Dataset excerpts
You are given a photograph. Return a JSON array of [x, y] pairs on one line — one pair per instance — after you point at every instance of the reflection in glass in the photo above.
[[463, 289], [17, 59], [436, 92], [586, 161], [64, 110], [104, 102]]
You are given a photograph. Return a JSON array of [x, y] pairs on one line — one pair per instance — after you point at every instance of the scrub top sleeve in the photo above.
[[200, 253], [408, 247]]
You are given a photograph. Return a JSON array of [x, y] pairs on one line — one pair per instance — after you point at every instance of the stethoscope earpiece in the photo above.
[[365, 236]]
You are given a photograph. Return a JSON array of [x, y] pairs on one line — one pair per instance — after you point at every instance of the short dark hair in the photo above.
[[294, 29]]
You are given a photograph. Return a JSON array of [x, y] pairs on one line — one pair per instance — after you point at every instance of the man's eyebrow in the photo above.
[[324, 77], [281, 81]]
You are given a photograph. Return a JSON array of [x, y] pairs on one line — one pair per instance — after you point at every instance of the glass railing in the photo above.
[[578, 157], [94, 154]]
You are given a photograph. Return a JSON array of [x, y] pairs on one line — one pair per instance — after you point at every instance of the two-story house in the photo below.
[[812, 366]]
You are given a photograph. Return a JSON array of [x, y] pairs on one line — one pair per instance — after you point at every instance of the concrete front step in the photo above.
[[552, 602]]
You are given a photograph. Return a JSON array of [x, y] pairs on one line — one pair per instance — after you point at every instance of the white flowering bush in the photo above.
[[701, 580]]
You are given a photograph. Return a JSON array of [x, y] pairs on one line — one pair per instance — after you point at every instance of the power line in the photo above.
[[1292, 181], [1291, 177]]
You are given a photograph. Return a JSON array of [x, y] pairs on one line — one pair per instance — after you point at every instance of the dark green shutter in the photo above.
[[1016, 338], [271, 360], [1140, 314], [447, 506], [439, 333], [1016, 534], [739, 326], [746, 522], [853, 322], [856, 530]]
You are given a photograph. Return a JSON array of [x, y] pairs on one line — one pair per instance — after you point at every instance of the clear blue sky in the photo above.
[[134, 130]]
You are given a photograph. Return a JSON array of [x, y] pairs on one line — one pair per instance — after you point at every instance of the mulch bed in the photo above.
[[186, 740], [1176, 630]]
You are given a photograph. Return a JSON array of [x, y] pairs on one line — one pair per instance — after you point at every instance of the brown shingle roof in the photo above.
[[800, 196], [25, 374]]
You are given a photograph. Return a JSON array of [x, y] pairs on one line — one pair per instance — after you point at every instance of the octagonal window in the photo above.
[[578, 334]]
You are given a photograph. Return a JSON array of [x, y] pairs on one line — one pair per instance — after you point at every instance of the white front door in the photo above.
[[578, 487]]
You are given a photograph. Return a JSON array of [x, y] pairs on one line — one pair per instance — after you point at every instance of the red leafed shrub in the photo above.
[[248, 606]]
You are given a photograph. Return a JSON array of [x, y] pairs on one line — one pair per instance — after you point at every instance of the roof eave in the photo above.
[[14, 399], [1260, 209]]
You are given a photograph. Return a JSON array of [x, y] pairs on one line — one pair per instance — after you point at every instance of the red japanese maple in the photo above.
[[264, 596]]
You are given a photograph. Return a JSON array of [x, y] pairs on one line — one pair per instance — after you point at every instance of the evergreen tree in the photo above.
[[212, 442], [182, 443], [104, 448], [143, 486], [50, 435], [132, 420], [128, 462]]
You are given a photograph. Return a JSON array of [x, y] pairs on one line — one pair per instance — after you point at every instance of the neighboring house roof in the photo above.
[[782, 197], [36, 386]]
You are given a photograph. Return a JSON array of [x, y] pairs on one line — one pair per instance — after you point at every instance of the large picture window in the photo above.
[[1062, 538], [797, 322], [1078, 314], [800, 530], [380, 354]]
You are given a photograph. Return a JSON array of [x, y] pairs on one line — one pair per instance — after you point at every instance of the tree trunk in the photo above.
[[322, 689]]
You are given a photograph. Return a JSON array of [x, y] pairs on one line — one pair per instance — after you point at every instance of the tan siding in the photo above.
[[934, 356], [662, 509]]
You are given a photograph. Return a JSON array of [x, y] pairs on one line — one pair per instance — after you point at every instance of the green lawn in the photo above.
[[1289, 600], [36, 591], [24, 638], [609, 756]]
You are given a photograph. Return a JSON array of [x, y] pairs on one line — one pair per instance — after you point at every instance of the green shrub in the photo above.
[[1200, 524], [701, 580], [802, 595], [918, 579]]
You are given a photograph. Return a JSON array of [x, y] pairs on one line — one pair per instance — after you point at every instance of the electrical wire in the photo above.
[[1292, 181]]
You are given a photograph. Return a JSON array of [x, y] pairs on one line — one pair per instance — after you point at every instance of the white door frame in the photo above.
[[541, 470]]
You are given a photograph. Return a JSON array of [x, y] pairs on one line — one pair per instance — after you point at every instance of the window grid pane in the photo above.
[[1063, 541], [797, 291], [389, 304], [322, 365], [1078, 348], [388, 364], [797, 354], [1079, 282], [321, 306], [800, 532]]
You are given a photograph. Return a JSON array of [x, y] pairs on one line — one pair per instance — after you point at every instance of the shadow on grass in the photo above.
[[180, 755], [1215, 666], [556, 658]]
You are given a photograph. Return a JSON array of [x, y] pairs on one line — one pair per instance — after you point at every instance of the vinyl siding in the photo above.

What you have to do
Update the rows starting at the line that contains "sky in the photo above." and ending at the line that contains "[[186, 740], [1176, 630]]", replacing "mulch bed" with "flower bed" and leaving everything else unchanged. Give back only those lines.

Response to this task
You are given a photograph. Return a JSON array of [x, y] pairs on one line — one pair per instance — after you point at every instance of the clear blue sky in the photo above.
[[134, 130]]
You are given a photograph. Return a JSON array of [x, y] pairs on one line — one pair per instance — after you point at every instance of the flower bed in the photo above.
[[186, 740], [1176, 630]]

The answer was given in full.